[Natural language region descriptions]

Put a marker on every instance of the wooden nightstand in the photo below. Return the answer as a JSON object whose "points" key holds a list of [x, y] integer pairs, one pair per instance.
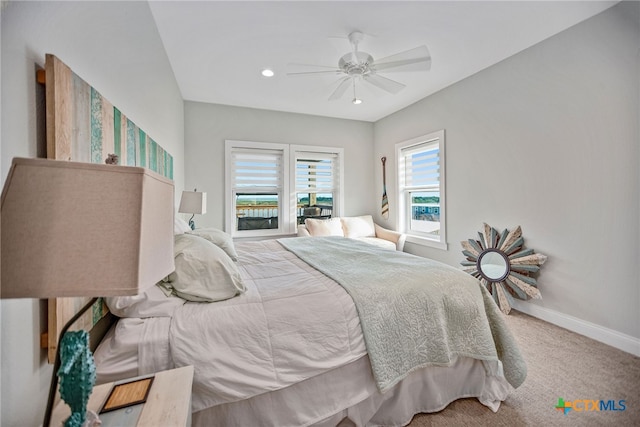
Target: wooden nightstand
{"points": [[168, 403]]}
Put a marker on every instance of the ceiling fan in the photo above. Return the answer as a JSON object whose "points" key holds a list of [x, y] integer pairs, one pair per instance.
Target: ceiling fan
{"points": [[360, 66]]}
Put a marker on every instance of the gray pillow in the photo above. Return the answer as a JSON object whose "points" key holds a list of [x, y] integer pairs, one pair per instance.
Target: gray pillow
{"points": [[204, 272], [218, 238]]}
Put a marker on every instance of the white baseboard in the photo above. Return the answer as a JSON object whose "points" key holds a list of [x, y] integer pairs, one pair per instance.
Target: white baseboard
{"points": [[599, 333]]}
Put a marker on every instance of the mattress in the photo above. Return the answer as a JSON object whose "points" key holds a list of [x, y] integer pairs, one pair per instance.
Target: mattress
{"points": [[296, 374]]}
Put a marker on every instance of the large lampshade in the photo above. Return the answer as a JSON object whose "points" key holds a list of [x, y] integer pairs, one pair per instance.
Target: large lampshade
{"points": [[84, 229]]}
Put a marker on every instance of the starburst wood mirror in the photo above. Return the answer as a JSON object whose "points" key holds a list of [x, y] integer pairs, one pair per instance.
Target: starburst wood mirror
{"points": [[503, 265]]}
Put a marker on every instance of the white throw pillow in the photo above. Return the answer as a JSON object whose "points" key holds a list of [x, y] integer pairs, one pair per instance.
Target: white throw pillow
{"points": [[358, 226], [324, 227], [219, 238], [204, 272], [150, 303]]}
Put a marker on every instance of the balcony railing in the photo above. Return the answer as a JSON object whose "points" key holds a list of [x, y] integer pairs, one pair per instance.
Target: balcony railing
{"points": [[256, 217]]}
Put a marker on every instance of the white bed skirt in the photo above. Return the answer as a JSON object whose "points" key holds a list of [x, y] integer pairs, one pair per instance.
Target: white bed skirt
{"points": [[350, 393]]}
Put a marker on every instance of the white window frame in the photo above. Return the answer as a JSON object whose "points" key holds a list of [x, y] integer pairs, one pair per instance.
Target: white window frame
{"points": [[287, 201], [404, 192], [307, 151], [230, 191]]}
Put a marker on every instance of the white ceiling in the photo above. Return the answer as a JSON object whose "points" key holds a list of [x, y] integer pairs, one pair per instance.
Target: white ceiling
{"points": [[218, 48]]}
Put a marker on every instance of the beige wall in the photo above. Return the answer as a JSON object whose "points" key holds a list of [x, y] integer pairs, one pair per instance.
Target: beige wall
{"points": [[207, 126], [116, 48], [548, 139]]}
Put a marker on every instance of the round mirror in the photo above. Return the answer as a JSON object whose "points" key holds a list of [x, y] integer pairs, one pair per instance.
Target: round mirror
{"points": [[493, 265], [503, 265]]}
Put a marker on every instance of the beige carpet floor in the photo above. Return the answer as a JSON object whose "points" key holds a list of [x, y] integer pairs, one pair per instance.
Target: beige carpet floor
{"points": [[560, 363]]}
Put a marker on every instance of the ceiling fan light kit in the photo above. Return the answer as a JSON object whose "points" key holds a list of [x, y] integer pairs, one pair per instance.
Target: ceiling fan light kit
{"points": [[361, 66]]}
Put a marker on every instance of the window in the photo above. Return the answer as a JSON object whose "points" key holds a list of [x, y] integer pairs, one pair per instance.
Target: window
{"points": [[259, 176], [317, 182], [421, 190]]}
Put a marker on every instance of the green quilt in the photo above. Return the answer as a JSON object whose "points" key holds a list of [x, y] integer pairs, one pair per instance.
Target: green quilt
{"points": [[414, 312]]}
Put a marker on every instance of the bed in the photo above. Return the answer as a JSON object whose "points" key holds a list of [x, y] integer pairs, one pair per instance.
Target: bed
{"points": [[308, 331]]}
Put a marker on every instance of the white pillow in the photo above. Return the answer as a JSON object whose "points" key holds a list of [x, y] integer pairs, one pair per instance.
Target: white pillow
{"points": [[218, 238], [324, 227], [204, 272], [150, 303], [358, 226], [180, 226]]}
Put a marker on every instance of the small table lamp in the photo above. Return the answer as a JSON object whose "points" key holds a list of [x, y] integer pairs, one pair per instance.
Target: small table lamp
{"points": [[82, 229], [193, 202]]}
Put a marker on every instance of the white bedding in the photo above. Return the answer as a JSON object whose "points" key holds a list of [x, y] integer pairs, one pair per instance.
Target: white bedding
{"points": [[291, 324], [301, 359]]}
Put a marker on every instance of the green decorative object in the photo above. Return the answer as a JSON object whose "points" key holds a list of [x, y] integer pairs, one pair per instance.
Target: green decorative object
{"points": [[77, 375]]}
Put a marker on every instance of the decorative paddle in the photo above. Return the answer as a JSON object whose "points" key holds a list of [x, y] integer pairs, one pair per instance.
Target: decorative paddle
{"points": [[385, 200]]}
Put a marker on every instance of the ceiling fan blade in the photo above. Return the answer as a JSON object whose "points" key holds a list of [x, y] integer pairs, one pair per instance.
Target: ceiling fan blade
{"points": [[417, 59], [295, 69], [341, 89], [384, 83]]}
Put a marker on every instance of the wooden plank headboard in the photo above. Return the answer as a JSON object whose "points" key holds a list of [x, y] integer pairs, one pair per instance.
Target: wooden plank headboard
{"points": [[83, 126]]}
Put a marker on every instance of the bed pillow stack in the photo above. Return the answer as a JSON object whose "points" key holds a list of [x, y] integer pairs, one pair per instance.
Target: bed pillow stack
{"points": [[204, 271], [218, 238], [324, 227], [358, 226]]}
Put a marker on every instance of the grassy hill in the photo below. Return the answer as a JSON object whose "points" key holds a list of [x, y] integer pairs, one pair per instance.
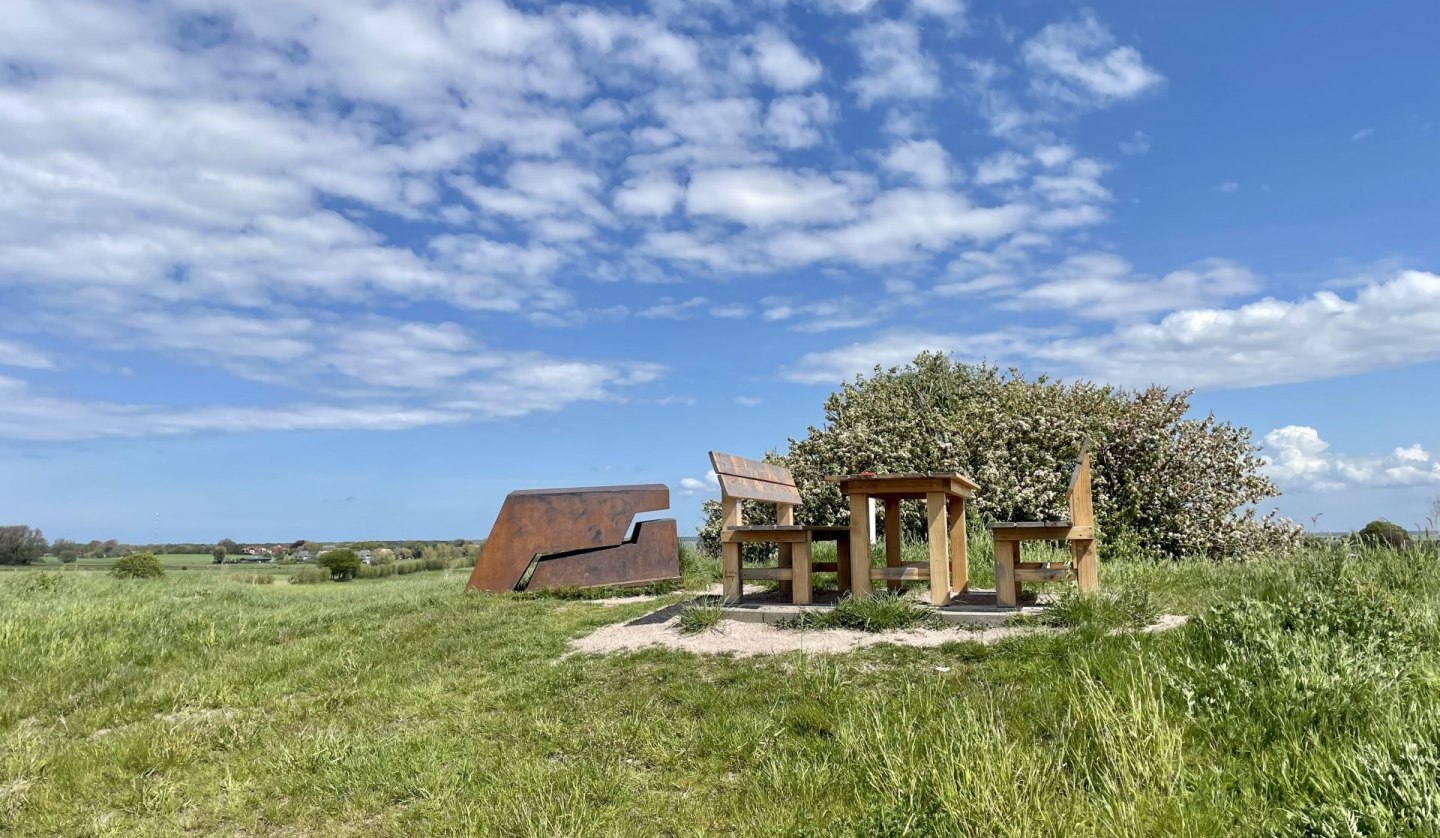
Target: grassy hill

» TASK DETAILS:
The stretch of entries above that starts with the line containing "Target: white ceiling" and goes on through the line containing "Put a marker on every instance of the white pillow" is to be transcribed exactly, and no other line is to be transcribed.

» SOLUTION BELOW:
Target: white ceiling
{"points": [[218, 48]]}
Put a marker on every instance of the beige wall in the photo above. Return the answer as a JSON object whose "points" key holds a list of [x, y] integer pairs, one pair per instance.
Target: beige wall
{"points": [[207, 126], [116, 48], [548, 139]]}
Put a marker on every instance of the round mirror in the photo above. Return the answer as a JSON object whose "points" key holds a list of [x, y] integer pairs, one pair per instance.
Target: round mirror
{"points": [[493, 265], [503, 265]]}
Put a marker on every instance of the beige carpet floor in the photo above. Return the answer as a JSON object whose "points" key holds a list of [x, y] integer pairs, one pair per instance.
Target: beige carpet floor
{"points": [[560, 363]]}
Put a marker on every instance of the ceiling fan light kit in the photo above. Return the answer as a JSON object whose "points" key holds a list of [x, y] integer pairs, one pair per instance.
Target: ceiling fan light kit
{"points": [[361, 66]]}
Put a marker on every instance of the window in the photo above. Return the answer as a JSON object whose "points" key holds a list of [x, y] integer pairs, one pair per instance.
Target: window
{"points": [[259, 176], [317, 182], [421, 190]]}
Put a marker on every instance of the green quilt in the photo above. Return the answer as a JSON object whose "points" key holds a list of [x, y] integer pairs, one pair per instance.
Target: green quilt
{"points": [[414, 312]]}
Put a marker on every instance of the bed in the photo above. Return the answer as a JSON object whose "points" key holds a list of [x, y] integer pairs, one pair per instance.
Target: bed
{"points": [[308, 331]]}
Put a marker on every instance of the white pillow in the photo above. Return the answer as a JSON object whose "points" key holds a list of [x, y] integer pairs, one pair per instance.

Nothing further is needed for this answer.